Required task ▸ Rewrite the MD5 hashing post from "My requirement is" to "the above device.", putting "phone" wherever "device" appears.
* start Selected excerpt *
Hashing small files like images, mp3 and files under 10Mb take seconds using the MD5
algorithm.

My problem is i have files with sizes over 100-700MB.

My requirement is that downloaded files need to match the original source file.

I did some tests for making MD5 hashes for a file with the size of 100Mb.

On the device HTC Desire Android v2.2 i run both a jni native test and
the java MessageDigest.getInstance("MD5"); test.

Both tests calculated the MD5 of the same file and both test run approximation for the same length of time 1-2min. I had debugging turned of.

It was my understanding that the Native test would be faster.

How can i get the hashing time down to let say 10-15sec for 100MB on the above device.
The cost for this is of course collision accuracy but i can live with that the hash is not same in one in a million.

UPDATE
Im no c guru but here is my test c-code for MD5. The speed on this one was not not much faster then the Java MessageDigest . Felt like i was running on the Android main UI thread.

#include <android/log.h>
#include <stdio.h>
#include <sys/types.h>
#include <time.h>
#include <string.h>
#include <inttypes.h>
#include <jni.h>
#include <stdlib.h>
/* typedef a 32 bit type */
typedef unsigned long int UINT4;

/* Data structure for MD5 (Message Digest) computation */
typedef struct {
  UINT4 i[2];                   /* number of _bits_ handled mod 2^64 */
  UINT4 buf[4];                                    /* scratch buffer */
  unsigned char in[64];                              /* input buffer */
  unsigned char digest[16];     /* actual digest after MD5Final call */
} MD5_CTX;

void MD5Init ();
void MD5Update ();
void MD5Final ();



/* forward declaration */
static void Transform ();

static unsigned char PADDING[64] = {
  0x80, 0x00, 0x00, 0x00, 0x00, 0x00, 0x00, 0x00,
  0x00, 0x00, 0x00, 0x00, 0x00, 0x00, 0x00, 0x00,
  0x00, 0x00, 0x00, 0x00, 0x00, 0x00, 0x00, 0x00,
  0x00, 0x00, 0x00, 0x00, 0x00, 0x00, 0x00, 0x00,
  0x00, 0x00, 0x00, 0x00, 0x00, 0x00, 0x00, 0x00,
  0x00, 0x00, 0x00, 0x00, 0x00, 0x00, 0x00, 0x00,
  0x00, 0x00, 0x00, 0x00, 0x00, 0x00, 0x00, 0x00,
  0x00, 0x00, 0x00, 0x00, 0x00, 0x00, 0x00, 0x00
};

/* F, G and H are basic MD5 functions: selection, majority, parity */
#define F(x, y, z) (((x) & (y)) | ((~x) & (z)))
* end Selected excerpt *
* start Provided information *
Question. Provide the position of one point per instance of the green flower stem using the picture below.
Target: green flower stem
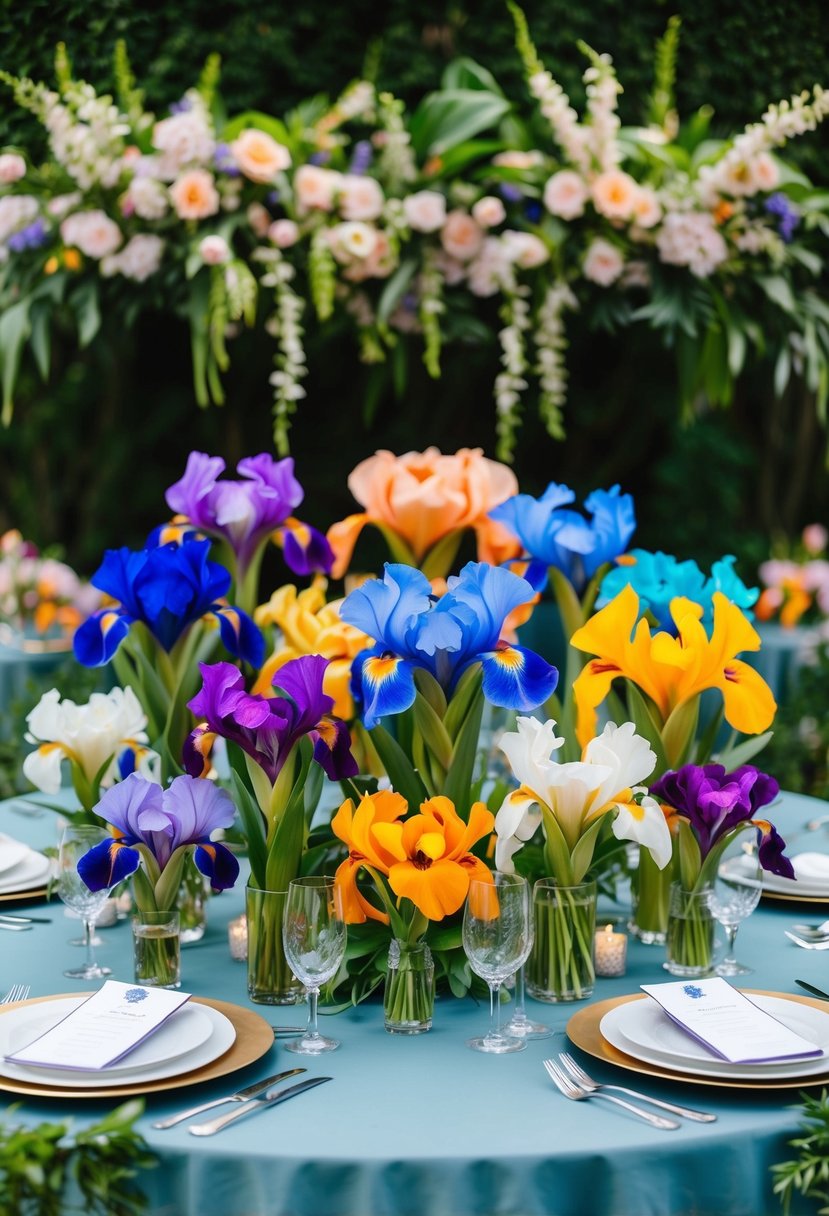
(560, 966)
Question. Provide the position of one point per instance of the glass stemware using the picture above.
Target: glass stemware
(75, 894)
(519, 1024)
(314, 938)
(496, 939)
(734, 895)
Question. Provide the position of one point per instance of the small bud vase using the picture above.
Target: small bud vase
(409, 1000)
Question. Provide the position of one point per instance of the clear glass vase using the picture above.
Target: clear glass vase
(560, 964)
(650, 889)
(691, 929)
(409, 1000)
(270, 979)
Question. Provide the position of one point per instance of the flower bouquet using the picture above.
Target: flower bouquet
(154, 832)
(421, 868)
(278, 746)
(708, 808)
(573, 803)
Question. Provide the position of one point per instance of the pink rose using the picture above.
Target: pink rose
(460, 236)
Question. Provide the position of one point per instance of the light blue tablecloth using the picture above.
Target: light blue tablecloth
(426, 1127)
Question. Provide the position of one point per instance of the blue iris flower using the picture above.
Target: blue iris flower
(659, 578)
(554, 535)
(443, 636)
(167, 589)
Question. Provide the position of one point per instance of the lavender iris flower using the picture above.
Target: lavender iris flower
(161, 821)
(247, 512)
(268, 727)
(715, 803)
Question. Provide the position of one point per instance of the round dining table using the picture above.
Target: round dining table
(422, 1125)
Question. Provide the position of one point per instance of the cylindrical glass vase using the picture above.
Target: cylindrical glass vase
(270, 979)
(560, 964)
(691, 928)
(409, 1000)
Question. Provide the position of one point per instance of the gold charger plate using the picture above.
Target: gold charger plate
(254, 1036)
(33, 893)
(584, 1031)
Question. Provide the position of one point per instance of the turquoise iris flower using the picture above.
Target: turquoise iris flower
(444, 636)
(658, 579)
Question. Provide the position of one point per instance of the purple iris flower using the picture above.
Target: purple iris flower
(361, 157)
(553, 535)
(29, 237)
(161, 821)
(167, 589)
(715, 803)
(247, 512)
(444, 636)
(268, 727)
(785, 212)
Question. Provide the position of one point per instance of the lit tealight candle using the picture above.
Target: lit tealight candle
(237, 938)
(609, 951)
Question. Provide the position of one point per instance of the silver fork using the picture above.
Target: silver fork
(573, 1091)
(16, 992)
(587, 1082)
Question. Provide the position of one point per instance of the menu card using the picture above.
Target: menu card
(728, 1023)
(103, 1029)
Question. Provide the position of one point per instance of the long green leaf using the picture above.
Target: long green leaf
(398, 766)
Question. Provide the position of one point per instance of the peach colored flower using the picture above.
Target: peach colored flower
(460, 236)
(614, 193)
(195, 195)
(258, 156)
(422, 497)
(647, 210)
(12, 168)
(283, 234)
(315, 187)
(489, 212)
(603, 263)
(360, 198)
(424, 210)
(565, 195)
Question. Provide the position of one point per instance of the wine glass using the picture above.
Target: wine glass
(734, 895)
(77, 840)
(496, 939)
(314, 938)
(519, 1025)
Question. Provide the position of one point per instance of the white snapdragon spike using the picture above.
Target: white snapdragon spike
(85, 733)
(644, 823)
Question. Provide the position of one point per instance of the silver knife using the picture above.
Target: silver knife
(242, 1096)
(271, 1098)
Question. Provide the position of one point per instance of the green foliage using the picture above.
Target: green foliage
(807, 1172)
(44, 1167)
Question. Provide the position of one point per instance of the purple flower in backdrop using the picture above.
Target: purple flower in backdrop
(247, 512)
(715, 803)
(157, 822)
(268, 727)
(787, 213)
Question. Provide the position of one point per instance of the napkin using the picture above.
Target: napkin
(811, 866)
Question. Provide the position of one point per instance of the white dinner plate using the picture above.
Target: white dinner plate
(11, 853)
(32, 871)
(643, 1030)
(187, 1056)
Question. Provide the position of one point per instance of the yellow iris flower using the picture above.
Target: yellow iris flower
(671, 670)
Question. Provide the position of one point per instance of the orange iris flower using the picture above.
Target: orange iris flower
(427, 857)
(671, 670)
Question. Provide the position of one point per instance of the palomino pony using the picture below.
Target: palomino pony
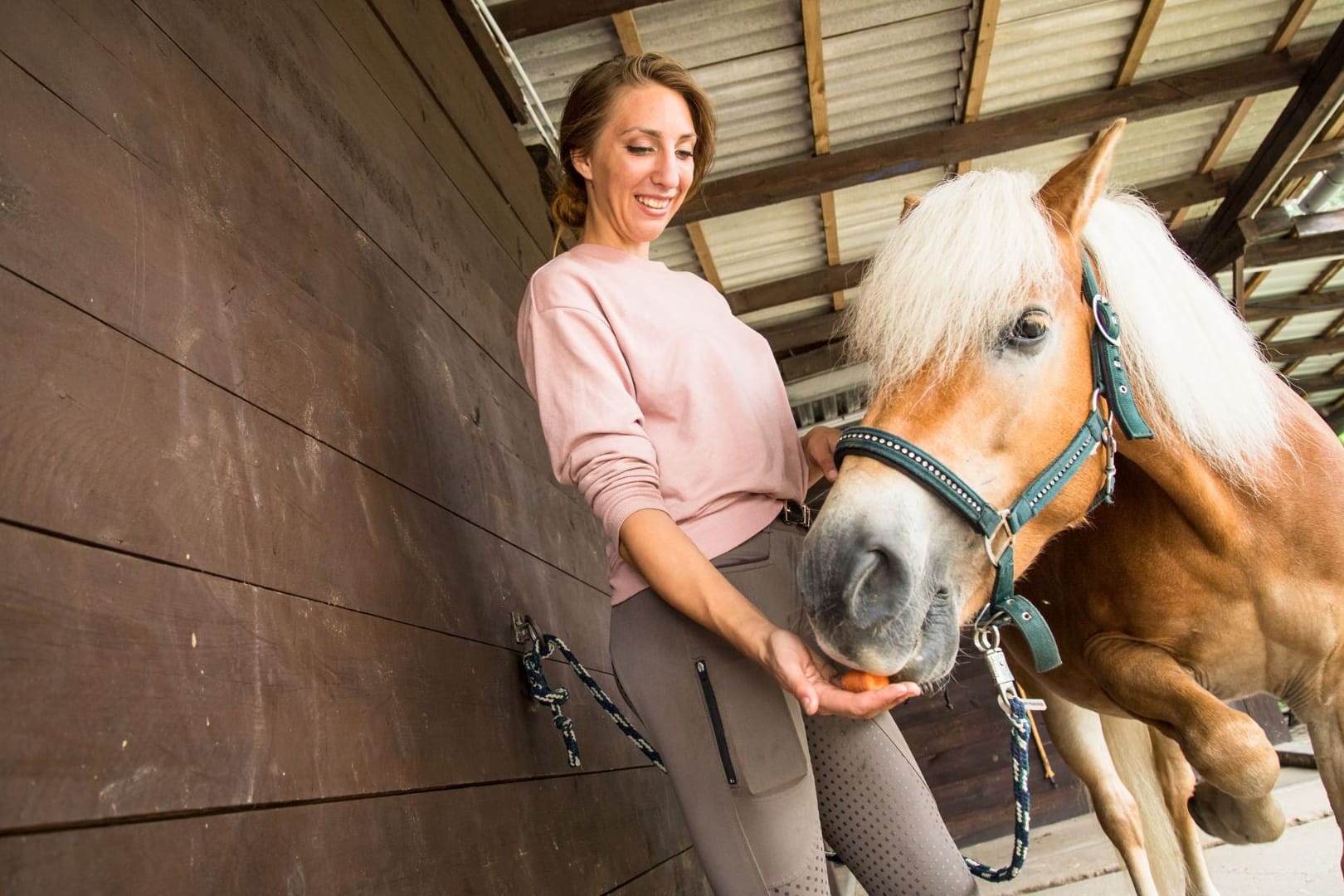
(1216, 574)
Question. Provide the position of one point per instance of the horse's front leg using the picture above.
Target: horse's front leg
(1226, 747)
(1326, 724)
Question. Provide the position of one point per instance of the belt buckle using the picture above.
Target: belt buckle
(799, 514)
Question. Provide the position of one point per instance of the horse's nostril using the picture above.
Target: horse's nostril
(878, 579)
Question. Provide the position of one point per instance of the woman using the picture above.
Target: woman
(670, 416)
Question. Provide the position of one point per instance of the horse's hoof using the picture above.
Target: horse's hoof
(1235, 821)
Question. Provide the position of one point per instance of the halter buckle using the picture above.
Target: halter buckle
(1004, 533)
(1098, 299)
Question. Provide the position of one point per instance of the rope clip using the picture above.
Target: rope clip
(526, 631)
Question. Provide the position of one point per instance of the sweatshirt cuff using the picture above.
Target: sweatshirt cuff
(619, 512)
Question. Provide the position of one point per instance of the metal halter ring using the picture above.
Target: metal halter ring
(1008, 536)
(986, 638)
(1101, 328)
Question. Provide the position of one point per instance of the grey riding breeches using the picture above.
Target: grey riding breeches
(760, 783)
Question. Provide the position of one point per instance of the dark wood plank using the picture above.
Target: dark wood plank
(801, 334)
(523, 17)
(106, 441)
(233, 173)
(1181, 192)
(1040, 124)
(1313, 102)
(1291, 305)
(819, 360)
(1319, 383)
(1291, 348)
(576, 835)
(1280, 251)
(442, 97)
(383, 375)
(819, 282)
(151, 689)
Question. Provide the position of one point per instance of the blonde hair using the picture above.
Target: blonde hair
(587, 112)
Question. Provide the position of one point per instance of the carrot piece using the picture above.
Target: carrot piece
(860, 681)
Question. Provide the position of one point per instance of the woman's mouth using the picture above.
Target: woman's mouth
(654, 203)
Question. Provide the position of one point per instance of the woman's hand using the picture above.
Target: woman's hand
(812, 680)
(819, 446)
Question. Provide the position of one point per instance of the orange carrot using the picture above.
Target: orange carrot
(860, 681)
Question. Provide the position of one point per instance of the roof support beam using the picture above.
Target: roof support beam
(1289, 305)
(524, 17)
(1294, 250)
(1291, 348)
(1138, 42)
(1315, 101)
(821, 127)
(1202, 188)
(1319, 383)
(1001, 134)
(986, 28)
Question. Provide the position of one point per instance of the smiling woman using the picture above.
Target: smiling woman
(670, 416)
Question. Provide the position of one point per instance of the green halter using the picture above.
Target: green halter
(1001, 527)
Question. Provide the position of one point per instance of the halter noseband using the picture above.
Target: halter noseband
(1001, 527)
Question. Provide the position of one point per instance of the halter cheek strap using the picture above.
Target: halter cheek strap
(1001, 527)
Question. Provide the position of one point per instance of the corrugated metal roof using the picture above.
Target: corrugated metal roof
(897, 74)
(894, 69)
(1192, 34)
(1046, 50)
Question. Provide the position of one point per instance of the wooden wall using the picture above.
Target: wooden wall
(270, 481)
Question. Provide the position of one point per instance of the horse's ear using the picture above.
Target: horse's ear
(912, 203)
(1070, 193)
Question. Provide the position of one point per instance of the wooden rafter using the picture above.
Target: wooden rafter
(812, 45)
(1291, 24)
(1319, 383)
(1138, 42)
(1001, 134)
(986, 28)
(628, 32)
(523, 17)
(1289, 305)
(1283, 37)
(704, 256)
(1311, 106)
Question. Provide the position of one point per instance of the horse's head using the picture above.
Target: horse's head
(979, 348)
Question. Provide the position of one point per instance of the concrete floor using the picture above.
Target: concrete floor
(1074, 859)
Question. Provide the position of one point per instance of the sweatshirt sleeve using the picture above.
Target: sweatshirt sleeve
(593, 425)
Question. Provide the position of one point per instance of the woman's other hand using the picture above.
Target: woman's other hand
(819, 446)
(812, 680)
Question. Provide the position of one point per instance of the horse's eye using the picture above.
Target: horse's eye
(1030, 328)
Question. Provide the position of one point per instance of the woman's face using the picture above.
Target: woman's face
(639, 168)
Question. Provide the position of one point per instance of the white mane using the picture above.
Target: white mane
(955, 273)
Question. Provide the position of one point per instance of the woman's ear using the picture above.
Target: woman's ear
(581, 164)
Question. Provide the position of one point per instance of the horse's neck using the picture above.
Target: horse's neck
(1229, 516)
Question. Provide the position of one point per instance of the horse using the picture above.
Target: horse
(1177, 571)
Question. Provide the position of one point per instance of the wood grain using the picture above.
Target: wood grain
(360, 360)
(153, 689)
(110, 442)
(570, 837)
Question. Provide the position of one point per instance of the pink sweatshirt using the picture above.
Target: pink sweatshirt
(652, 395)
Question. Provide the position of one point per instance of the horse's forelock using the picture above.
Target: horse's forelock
* end Provided information *
Solution for this problem ▸
My requirement is that downloaded files need to match the original source file.

I did some tests for making MD5 hashes for a file with the size of 100Mb.

On the phone HTC Desire Android v2.2 i run both a jni native test and
the java MessageDigest.getInstance("MD5"); test.

Both tests calculated the MD5 of the same file and both test run approximation for the same length of time 1-2min. I had debugging turned of.

It was my understanding that the Native test would be faster.

How can i get the hashing time down to let say 10-15sec for 100MB on the above phone.